** Texto para leitura **
· · · ·

Ainda assim, convém notar que a família, embora subordine-se à cité, mantém sua dignidade própria, ao basear-se nos vários tipos de relacionamentos afetivos entre seus membros, com o desenvolvimento e o estímulo aos sentimentos (generosos). A família, na Sociologia comtiana, é a associação mais restrita e com os vínculos mais fortes, pois são plenamente afetivos e extremamente próximos; por esses motivos, Comte percebia as famílias e não os indivíduos como as verdadeiras “células sociais”. O “viver às claras” disciplina as famílias ao indicar que elas são o núcleo afetivo da sociedade, mas que elas não se encerram em si mesmas; ao contrário, elas participam da vida social a que se devem subordinar: os membros de cada família são cidadãos, o que equivale a dizer que as famílias preparam os cidadãos para a existência pública.

A fórmula “viver às claras” estabelece um relacionamento entre os âmbitos público e privado em que um apóia o outro, respeitando-se mutuamente em suas dignidades próprias. Não há uma contraposição antagônica entre ambas as esferas, não se afirma que a sociedade é uma luta entre o público e o privado[6]. Em outros textos[7] já indicamos que o mesmo raciocínio é aplicável à gestão dos recursos econômicos: embora a propriedade privada exista, seja necessária e deva, portanto, ser garantida moral e juridicamente, sua existência não equivale a um direito de usar e abusar, de seus detentores agirem como se ela fosse absoluta, inatacável e disponível para qualquer estupidez. Considerando que a propriedade é social em sua origem e que deve ser em sua destinação, Comte considerava que os proprietários das riquezas, especialmente as riquezas materiais, são gestores dos capitais, a serviço do benefício coletivo. Assim, deixando de lado a separação jurídica entre o estatal e o civil, a atuação dos cidadãos qua cidadãos é uma questão pública, a ser avaliada publicamente na “esfera pública”.

O republicanismo comtiano, portanto, é mais completo e mais satisfatório que a liberdade negativo dos liberais: 1) seja porque não rejeita o “público” como espaço do tirânico, 2) seja porque não encerra o “privado” em si mesmo, 3) seja porque rejeita o absoluto, isto é, o arbitrário.

· · · ·

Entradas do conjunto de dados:
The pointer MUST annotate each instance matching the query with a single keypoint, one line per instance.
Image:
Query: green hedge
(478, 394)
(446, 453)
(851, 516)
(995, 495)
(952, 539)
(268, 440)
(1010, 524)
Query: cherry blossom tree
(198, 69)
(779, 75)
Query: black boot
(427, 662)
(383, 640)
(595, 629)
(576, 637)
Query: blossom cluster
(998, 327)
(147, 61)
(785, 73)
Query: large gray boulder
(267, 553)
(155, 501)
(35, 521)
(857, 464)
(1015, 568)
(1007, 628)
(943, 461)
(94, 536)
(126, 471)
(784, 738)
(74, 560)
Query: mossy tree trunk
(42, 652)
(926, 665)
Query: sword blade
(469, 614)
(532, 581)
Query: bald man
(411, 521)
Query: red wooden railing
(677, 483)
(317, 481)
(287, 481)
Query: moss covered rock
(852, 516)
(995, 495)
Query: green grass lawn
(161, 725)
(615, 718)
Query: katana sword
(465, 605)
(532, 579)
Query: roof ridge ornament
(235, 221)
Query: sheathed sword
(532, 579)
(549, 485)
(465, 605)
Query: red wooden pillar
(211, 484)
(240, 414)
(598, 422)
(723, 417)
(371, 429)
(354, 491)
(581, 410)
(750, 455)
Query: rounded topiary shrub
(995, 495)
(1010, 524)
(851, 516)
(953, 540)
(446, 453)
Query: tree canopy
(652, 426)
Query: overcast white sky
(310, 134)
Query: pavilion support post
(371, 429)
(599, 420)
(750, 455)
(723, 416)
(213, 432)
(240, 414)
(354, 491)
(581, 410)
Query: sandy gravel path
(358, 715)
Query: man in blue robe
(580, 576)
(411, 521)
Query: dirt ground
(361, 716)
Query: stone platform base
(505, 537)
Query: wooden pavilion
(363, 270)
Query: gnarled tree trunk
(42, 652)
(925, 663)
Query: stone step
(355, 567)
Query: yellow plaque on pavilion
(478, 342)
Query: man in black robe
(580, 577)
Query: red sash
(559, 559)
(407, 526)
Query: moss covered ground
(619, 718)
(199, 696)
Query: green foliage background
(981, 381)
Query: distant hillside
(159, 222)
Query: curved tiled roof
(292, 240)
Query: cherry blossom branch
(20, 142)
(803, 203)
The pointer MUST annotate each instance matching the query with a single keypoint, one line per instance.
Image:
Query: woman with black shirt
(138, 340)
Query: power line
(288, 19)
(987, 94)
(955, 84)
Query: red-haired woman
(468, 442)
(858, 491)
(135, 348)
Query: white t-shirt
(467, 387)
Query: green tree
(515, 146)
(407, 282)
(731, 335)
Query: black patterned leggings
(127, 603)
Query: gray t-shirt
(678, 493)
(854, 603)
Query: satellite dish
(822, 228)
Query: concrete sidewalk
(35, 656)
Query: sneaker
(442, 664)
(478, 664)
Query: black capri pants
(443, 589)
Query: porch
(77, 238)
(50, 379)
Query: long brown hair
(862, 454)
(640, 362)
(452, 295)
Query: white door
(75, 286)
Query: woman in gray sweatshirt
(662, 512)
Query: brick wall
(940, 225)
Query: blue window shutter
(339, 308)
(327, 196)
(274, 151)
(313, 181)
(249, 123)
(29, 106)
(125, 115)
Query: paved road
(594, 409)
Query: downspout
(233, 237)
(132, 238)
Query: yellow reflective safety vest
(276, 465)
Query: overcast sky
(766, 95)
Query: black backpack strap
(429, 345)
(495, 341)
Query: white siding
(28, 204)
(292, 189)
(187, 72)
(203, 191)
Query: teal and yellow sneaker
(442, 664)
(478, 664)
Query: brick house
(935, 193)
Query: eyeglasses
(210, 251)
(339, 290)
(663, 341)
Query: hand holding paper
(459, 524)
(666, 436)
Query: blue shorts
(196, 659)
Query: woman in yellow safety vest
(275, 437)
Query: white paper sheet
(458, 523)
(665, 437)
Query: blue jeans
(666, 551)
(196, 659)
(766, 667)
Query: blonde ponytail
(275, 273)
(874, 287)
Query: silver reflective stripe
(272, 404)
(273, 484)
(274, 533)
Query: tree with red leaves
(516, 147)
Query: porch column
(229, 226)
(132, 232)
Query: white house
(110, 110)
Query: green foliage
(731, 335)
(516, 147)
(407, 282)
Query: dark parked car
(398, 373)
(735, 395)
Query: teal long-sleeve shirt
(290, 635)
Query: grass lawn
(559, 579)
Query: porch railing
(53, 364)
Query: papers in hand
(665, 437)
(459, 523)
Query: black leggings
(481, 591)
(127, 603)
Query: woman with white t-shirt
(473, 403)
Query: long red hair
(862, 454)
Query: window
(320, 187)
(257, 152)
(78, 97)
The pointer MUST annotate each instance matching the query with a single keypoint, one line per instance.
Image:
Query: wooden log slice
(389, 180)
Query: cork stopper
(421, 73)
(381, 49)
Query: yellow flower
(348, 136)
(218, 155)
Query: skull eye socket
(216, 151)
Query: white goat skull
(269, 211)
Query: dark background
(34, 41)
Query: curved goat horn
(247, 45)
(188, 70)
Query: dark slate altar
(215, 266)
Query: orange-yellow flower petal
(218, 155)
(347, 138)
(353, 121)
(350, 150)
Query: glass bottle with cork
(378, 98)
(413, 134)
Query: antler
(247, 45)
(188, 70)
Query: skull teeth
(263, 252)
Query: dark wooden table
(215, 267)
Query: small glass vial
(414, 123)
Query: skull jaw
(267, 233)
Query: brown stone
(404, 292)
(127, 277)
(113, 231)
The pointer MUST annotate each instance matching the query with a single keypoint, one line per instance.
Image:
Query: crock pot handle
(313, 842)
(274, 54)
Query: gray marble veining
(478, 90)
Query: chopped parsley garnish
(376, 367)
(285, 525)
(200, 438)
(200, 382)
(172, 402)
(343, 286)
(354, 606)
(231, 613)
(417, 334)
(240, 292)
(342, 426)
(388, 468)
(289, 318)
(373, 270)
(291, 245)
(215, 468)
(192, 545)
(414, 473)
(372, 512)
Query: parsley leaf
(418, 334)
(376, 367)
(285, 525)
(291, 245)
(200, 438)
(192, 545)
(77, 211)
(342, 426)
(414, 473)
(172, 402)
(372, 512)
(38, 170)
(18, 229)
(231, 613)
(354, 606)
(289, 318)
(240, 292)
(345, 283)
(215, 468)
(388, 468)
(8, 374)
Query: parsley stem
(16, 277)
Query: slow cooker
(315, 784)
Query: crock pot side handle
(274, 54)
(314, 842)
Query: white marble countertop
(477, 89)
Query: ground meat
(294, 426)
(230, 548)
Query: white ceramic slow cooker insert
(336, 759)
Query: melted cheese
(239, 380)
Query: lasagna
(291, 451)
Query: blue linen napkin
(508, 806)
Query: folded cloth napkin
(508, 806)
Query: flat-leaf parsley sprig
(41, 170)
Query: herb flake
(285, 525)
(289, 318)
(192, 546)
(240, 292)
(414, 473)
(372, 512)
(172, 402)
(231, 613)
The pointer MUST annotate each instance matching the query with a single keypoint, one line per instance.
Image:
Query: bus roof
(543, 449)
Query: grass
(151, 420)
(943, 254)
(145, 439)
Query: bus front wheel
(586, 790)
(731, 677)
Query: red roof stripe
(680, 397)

· · · ·

** Descrição da tarefa **
Reproduza fielmente o trecho do texto sobre a Sociologia de Comte que começa nas palavras que contêm "O republicanismo comtiano, portanto, é" e termina em "é, o arbitrário.".

** Exercício resolvido **
O republicanismo comtiano, portanto, é mais completo e mais satisfatório que a liberdade negativo dos liberais: 1) seja porque não rejeita o “público” como espaço do tirânico, 2) seja porque não encerra o “privado” em si mesmo, 3) seja porque rejeita o absoluto, isto é, o arbitrário.